> TEXT SEGMENT
"""
Wednesday, August 17, 2011

Angus M. Cannon: Cannon v. U.S., 116 U.S. 55 (1885)

Angus Munn Cannon was the grandson of Captain George Cannon, the son of George Cannon the Immigrant, and the brother of George Q. Cannon, my ancestor. He was the defendant in a court case that went to the U.S. Supreme Court which had a significant impact in the struggle between the U.S. government and the LDS Church over the issue of polygamy.
On January 20, 1885, Angus was arrested for unlawful cohabitation. On February 7th Angus entered a not guilty plea in court. His trial began on April 27th in front of Judge Charles S. Zane, with U.S. attorney William H. Dickson handling the prosecution. Angus was represented by Franklin S. Richards, son of apostle Franklin D. Richards, who had previously represented the Church in the court battles over the Brigham Young Estate, and later, from 1903-1908, represented Joseph F. Smith during the Reed Smoot hearings.

To set the stage, Angus had four wives at the time: (a) Sarah Maria Mousley, his wife of 27 years and mother of six of his children, four still living; (b) Ann Amanda Mousley, Sarah’s sister, married to Angus immediately after Sarah, thus the second wife and mother of ten of his children, nine still living; (c) Clarissa (Clara) Moses Mason, a widow, with two living children from a prior marriage, Angus’s wife of 10 years and mother of three of his children, one still living; and (d) Martha Hughes, who Angus married just three months before he his arrest. It is apparent that the prosecutor was not aware of Martha who lived in a separate residence. Angus was prominent in the community as president of the Salt Lake Stake, which included all of the wards in Salt Lake County, and had been for nine years. His brother, George, was first counselor to John Taylor, president of the LDS Church. Angus had been in Judge Zane’s courtroom the year before, as a witness in the polygamy trial of Rudger Clawson, an apostle.

The U.S. government had taken many steps over the years to get the Mormons to abandon polygamy, including various laws that had been enacted without much success. In 1879 the U.S. Supreme Court case of Reynolds v. U.S. struck down the freedom of religion defense relied upon by Mormons in polygamy prosecutions, but prosecutors still had to prove a marriage ceremony had taken place, which was difficult to do and a significant barrier to prosecution. In 1882 Congress enacted the Edmunds Act which made polygamy a felony with a maximum sentence of five years and a fine of $500, for marriages entered into after March 22, 1882. It also made cohabitation a misdemeanor with a maximum sentence of six months and fine of $300. However, the Edmunds Act did not define cohabitation, which became the issue in the Cannon case.
"""
> REQUIREMENTS
Please continue the blog post on Angus M. Cannon's unlawful cohabitation case, picking up right after its last sentence.

> DATASET EXCERPTS
"""
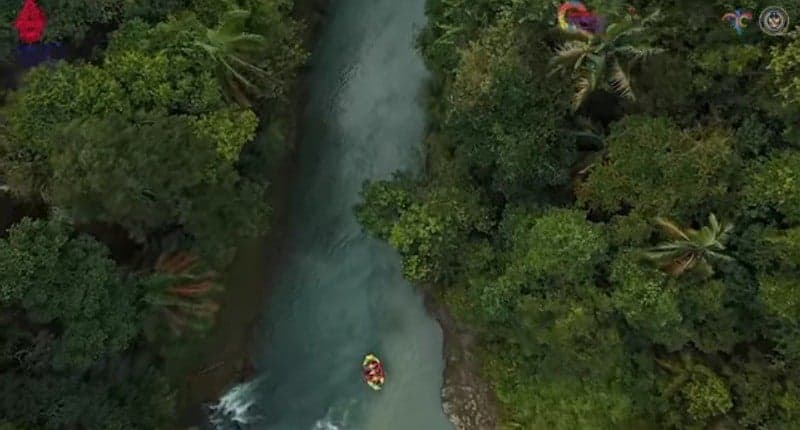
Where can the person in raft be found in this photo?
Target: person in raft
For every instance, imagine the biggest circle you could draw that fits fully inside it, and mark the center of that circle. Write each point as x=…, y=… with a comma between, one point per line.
x=374, y=372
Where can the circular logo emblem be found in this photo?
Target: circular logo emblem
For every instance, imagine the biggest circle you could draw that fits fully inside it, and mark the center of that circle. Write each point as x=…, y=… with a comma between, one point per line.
x=774, y=21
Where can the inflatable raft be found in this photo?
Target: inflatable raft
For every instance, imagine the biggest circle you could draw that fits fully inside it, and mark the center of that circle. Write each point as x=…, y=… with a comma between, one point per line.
x=372, y=371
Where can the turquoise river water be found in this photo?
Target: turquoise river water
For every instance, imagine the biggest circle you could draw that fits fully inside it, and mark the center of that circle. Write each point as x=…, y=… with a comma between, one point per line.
x=340, y=294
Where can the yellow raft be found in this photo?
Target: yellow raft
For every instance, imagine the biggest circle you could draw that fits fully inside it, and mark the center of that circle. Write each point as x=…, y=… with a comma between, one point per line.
x=375, y=382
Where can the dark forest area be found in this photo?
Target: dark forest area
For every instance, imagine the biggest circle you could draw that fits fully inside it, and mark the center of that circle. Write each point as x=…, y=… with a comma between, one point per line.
x=615, y=213
x=132, y=168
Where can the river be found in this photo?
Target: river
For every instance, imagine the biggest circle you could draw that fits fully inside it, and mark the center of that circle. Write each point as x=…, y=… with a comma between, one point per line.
x=340, y=293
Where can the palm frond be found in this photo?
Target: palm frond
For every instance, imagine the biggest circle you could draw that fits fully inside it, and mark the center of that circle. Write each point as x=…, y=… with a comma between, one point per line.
x=620, y=82
x=584, y=87
x=671, y=229
x=638, y=52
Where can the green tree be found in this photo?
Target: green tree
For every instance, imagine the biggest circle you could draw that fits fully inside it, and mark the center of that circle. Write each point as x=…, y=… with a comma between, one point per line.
x=774, y=186
x=600, y=61
x=430, y=234
x=506, y=122
x=647, y=300
x=690, y=249
x=68, y=283
x=153, y=176
x=655, y=169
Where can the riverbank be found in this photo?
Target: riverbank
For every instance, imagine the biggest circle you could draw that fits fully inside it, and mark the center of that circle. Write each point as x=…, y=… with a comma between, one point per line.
x=225, y=353
x=468, y=399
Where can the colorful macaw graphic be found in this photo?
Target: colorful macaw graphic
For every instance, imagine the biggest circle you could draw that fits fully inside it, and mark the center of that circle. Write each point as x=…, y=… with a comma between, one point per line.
x=30, y=23
x=738, y=20
x=574, y=17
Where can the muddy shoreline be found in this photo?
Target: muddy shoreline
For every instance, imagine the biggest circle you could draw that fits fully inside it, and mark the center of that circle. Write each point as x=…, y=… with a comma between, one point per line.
x=468, y=400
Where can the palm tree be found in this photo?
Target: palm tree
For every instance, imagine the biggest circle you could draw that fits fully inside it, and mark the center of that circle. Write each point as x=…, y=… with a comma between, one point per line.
x=180, y=293
x=236, y=53
x=691, y=249
x=602, y=61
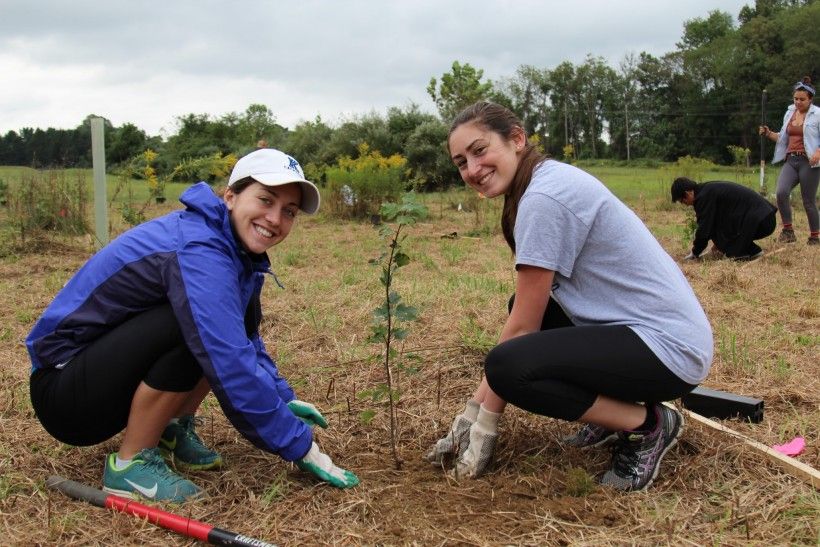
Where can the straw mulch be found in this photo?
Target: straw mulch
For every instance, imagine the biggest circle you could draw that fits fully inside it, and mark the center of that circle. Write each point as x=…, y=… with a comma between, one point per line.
x=712, y=489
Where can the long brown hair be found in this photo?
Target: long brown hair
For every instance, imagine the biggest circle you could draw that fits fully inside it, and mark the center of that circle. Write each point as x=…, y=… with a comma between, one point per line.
x=505, y=123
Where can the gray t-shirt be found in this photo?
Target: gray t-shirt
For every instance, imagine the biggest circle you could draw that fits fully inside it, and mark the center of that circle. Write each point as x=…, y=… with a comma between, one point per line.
x=609, y=270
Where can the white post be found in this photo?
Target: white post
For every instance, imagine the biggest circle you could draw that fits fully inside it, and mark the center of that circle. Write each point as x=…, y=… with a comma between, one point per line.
x=100, y=201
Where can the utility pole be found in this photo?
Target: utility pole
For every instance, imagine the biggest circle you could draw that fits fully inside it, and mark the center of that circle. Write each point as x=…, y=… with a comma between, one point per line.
x=626, y=121
x=100, y=200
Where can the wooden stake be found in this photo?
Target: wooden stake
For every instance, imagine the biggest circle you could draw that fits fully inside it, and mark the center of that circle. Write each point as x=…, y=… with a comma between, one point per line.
x=793, y=467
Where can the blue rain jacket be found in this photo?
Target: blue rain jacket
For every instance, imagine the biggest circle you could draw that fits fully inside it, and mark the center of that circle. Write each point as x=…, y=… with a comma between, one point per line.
x=191, y=259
"""
> EXERCISE RESPONSE
At trial there were only three witnesses, all called by the prosecution: Clara, Angus’s third wife; George M. Cannon, the son of Sarah, his first wife; and Angus M. Cannon, Jr., the son of Amanda, his second wife. 

The substance of the trial came down to one issue: Did the government have to prove that Angus had sexual relations with Amanda and/or Clara, his second and third wives, after passage of the Edmunds Act, in order to prove cohabitation? Franklin S. Richards offered jury instructions which said, yes, sexual relations were an element of the crime of cohabitation and the government had to prove that sexual relations had occurred. Judge Zane disagreed and allowed jury instructions which said that if Angus lived in the same house with Amanda and Clara and held them out, by language or conduct, or both, as his wives, he should be found guilty.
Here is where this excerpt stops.